Explaining the pattern in words is itself a form of buffering. You are doing the other person's processing for them, handing over a finished analysis so they never have to generate it from the friction of a consequence. A model that is told the answer does not update the way a model that ran into the wall updates. The wall is the teacher. You have been standing where the wall would be.

What Leaving Returns

Now take the regulator out of the loop.

When you stop absorbing, the system loses its compensator. The next time the behaviour produces a cost, no one is positioned to catch it, and the cost does what an uncancelled disturbance does. It appears at the output. The climate stops looking steady. The consequence returns to the node that generated it. This behaves like a phase transition, the sharp reorganisation a system shows when you remove the element that was holding its old configuration in place.

Figure 2
Where the cost lands
The same cost, two destinations. While the regulator is in the loop, the cost flows to it and accumulates there. Once the edge is cut, the cost has nowhere to be absorbed and returns to the node that produced it.

**Questions to answer**
A. List each thing the passage on buffering says happens once you stop absorbing the cost.
B. Summarize the passage on buffering in two sentences.

Data excerpts

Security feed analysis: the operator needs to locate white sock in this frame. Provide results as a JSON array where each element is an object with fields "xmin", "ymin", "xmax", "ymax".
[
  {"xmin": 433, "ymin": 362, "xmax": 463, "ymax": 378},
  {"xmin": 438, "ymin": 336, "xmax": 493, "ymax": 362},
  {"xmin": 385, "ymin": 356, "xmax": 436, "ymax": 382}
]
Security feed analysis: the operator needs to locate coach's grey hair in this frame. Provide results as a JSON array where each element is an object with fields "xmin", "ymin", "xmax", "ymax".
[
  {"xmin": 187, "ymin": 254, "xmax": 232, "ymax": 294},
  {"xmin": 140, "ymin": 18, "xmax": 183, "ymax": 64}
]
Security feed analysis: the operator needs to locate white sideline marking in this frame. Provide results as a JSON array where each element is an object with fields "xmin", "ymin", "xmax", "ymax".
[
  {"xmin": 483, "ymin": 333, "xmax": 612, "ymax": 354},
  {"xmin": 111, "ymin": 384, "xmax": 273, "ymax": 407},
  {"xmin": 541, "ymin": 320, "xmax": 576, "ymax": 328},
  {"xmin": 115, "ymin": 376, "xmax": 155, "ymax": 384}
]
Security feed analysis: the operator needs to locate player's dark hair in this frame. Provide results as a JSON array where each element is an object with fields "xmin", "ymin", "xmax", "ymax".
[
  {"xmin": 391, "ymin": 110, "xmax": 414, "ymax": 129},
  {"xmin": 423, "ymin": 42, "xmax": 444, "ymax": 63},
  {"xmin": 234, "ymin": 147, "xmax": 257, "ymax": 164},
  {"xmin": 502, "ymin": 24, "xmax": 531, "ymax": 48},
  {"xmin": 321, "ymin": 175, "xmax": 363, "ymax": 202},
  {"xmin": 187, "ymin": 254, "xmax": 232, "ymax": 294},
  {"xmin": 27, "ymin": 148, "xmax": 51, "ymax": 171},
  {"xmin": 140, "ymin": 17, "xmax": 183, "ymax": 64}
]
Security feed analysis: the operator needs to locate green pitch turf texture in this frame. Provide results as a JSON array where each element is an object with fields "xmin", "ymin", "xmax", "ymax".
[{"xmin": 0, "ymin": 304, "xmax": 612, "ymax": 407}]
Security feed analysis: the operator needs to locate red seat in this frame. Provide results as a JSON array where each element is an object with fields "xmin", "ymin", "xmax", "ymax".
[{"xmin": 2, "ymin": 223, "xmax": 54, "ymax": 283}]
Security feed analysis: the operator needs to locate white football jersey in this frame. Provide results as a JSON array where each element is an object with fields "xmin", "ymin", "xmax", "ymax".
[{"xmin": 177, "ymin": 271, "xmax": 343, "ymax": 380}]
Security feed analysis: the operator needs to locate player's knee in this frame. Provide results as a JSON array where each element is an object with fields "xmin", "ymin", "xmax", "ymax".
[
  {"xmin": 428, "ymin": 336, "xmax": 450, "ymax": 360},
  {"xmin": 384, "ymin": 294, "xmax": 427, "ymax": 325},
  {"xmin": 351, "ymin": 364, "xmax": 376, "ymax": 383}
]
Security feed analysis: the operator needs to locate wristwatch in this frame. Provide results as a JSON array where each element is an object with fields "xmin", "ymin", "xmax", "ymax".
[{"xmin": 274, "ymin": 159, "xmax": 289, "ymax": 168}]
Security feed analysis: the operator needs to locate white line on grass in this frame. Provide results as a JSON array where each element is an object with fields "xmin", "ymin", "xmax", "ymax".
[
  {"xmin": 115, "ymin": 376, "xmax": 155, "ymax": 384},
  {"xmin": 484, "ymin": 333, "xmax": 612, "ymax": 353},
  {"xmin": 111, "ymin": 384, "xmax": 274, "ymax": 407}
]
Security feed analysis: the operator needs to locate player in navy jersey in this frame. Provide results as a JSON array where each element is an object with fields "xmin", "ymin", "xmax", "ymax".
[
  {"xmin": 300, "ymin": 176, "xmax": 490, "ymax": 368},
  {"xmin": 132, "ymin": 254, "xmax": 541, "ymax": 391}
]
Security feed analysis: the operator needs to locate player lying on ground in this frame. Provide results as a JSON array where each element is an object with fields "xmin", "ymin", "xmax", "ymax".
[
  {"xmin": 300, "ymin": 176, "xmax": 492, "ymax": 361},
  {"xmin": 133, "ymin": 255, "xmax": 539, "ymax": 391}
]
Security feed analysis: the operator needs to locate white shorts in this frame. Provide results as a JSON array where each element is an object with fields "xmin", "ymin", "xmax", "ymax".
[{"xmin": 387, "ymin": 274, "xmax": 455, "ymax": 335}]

**Answers to each task**
A.
- The system loses its compensator.
- The cost appears at the output.
- The climate stops looking steady.
- The consequence returns to the node that generated it.

B. Explaining the pattern to another person is itself a form of buffering, because they never learn from running into the consequence. Once the regulator leaves the loop, the cost has nowhere to be absorbed and returns to the node that produced it, in a sharp reorganization like a phase transition.